Extract to read:
-- start --

[Stata] Multiple Imputation by Chained Equation (MICE)
Handling missing data is an essential part of any data analysis. Multiple imputation is a robust method to address this issue, filling in missing values multiple times to create several complete datasets. Stata provides a streamlined approach to conduct multiple imputation.
What is Multiple Imputation?
Multiple imputation (MI) is a way to deal with missing data in a dataset that may affect the validity and accuracy of statistical analyses. MI involves creating several possible values for the missing data, based on the observed data, and then combining the results from each imputed dataset to obtain a final estimate.
For example, suppose you have a dataset of 100 students’ test scores, but 10 of them are missing. You could use MI to generate 5 different values for each missing score, based on the distribution and correlation of the observed scores. Then you could perform a t-test or ANOVA on each of the 5 imputed datasets, and pool the results to get a single p-value and effect size.
MI can be used for both categorical and continuous variables, as long as the imputation method is appropriate for the type and level of measurement of the variable. For example, you could use logistic regression to impute binary variables or multinomial logistic regression to impute nominal variables.
One of the most popular methods for MI is MICE (Multiple Imputation by Chained Equations), which is an iterative algorithm that imputes each variable in turn, using the other variables as predictors. MICE can handle different types of variables, complex relationships, and interactions among variables. MICE also allows for different imputation models for different variables, such as linear regression, logistic regression, or predictive mean matching.
MICE works by following these steps: (reference here)
- Initialize the missing values with random draws from the observed values of the same variable.
- For each variable with missing values, perform the following steps:
- Delete the imputed values of that variable, leaving only the observed values.
- Regress that variable on the other variables in the dataset, using an appropriate model.
- Draw new imputed values from the posterior predictive distribution of that model.
- Repeat these steps until convergence is reached, or a maximum number of iterations is reached.
- Store the imputed dataset and repeat the whole process to create multiple imputed datasets.

-- end --

Raw data:
-- start --

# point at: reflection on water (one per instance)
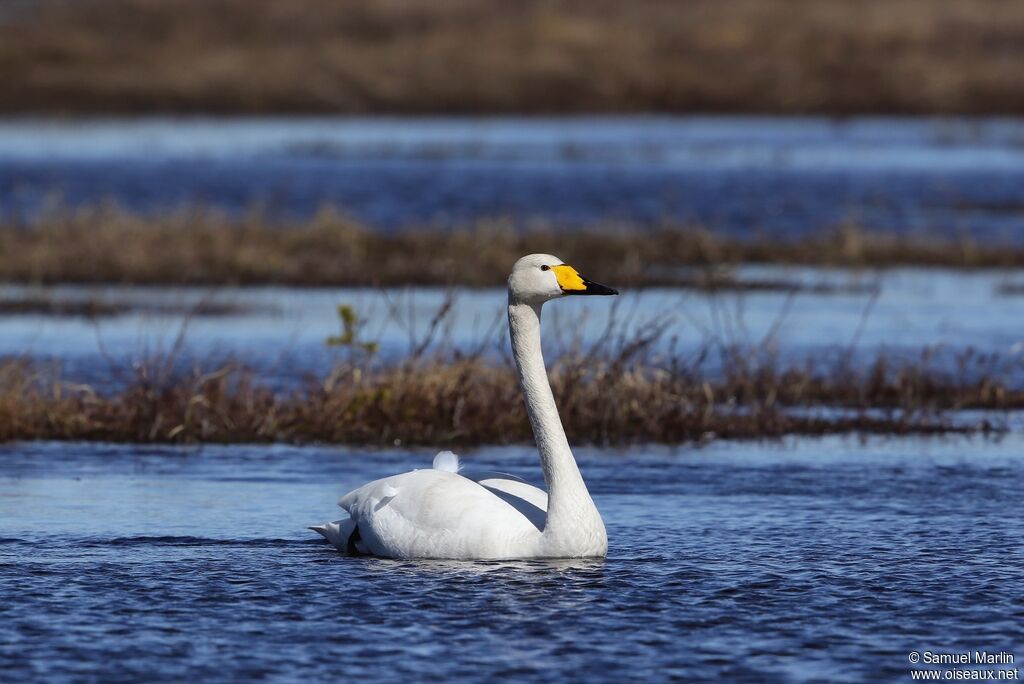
(803, 560)
(776, 175)
(282, 331)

-- end --

Jobs:
1) Answer these questions from the text on multiple imputation:
(a) In the student example, how many of the 100 test scores are missing?
(b) Which model does the text give for imputing nominal variables?
(c) In the first step of MICE, how are the missing values initialized?
2) Reproduce the passage of the text on multiple imputation that starts at "Handling missing data" and ends at "is Multiple Imputation?".
The material is separate from the text on multiple imputation and not part of it.

Expected answers:
1)
(a) 10 of them are missing.
(b) Multinomial logistic regression.
(c) With random draws from the observed values of the same variable.

2)
Handling missing data is an essential part of any data analysis. Multiple imputation is a robust method to address this issue, filling in missing values multiple times to create several complete datasets. Stata provides a streamlined approach to conduct multiple imputation.
What is Multiple Imputation?